Activity:
Could you pick up the review of Landon Mackenzie's Richmond Art Gallery exhibition below and carry it on from its final sentence?

Source extract:
Landon Mackenzie: Crossing Over, Why Cloud the Whites
At the Richmond Art Gallery until October 30
Landon Mackenzie’s paintings combine abstraction and representation in a manner that is sombre and exuberant, considered and intuitive, microcosmic and macrocosmic—and completely individual to her. The art of this stellar Vancouver artist reverberates with ideas and explorations, with history and science, cartography and neurology, and the worlds revealed by communications technologies and medical imaging devices. What looks at first glance like an abstract-expressionist splatter painting is actually concertedly worked and reworked. It could be an exploding galaxy of stars, planets, and errant moons—or a teeming innerscape of throbbing human cells.
Mackenzie’s exhibition at the Richmond Art Gallery includes 13 paintings on linen together with a flurry of watercolour and ink studies on paper, all produced in the last five years. The experience of looking at this work is both spectacular and intimate: the large paintings are very large (2.2 by 3.3 metres) and the small could be held in the hand and read like a book. The show also includes drawings executed during a prolific four-month residency in Paris in 2009, and they and the paintings that derive from them are formal and imaginative variations on city and Metro maps. In Mackenzie’s hands, such maps operate as metaphors for the ways we locate ourselves in place and time.
The big painting (Spin) Otis and Ash is a dazzling dance of lines, dots, and splatters on a chrome-yellow ground, all the lines and forms spiralling away from the black orb at the work’s centre. Again, the overall composition suggests a densely occupied metropolis. The thin white cloud that seems to hover over the canvas represents the disruptive layer of ash shot into the sky by an Icelandic volcano in April 2010. It is a measure of Mackenzie’s skill that this complex vision of time, place, natural phenomena, and human settlement comes together in a gorgeous and compelling painting.

Given data:
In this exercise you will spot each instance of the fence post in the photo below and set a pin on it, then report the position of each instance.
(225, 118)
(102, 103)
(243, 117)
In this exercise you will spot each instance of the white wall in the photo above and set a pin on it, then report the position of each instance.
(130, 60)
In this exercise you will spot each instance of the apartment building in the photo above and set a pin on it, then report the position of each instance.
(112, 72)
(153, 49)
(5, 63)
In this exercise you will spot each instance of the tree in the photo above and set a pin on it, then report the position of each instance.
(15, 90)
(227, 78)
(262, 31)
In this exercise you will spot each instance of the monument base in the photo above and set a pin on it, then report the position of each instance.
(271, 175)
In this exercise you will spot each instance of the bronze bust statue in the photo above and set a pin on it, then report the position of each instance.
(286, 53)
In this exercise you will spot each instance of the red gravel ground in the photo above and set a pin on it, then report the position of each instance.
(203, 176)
==
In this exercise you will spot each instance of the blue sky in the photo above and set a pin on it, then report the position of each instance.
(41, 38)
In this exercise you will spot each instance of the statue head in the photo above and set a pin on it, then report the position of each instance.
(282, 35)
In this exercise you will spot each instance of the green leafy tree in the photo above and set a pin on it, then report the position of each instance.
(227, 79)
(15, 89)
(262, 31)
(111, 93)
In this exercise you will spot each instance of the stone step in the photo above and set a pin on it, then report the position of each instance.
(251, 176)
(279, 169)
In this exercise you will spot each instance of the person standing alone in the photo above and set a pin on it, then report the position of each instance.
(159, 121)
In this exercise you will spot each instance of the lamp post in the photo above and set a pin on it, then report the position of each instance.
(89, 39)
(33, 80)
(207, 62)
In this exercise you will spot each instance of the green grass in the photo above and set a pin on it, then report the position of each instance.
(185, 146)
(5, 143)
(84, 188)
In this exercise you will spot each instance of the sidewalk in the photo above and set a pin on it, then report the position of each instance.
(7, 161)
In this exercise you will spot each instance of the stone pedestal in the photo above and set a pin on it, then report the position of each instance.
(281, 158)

Task result:
In World of Knots and Troubles, an abstracted riverine landscape with brown water, black stones, and sinuous strands of plant life is overlaid in places with horizontal bands. Each band is composed of wavering parallel lines executed in white and pale pink, and evocative of both river currents and electronic transmissions. Also woven into the image are vertical branching forms that could be vegetation, could be blood vessels, could be nerves running through mind and body. Bright horizontal and diagonal lines interrupted by small bursts of light—what Mackenzie has called in interviews “zips and zaps”—evoke electrical impulses travelling along neural pathways. The black ovoids that read as stones in a landscape could also be human cells.
As with so many of Mackenzie’s paintings, Vancouver as the Centre of the World looks abstract on first viewing: here, an enormous red oval floats on a strangely striped ground of blue-green and sandy ochre. Again, however, the work is highly representational, its built-up layers of brilliant colour and hectic line creating an unexpected image of the globe. Displaced cities and overlapping continents suggest not only the world turning in space but also the distorting cultural biases of mapmakers past and present. Also represented here are moons, satellites, time zones, Internet cables, shipping lanes, and airline traffic. All contribute to a vision of place that is both physical and metaphysical—and immensely beautiful to look at.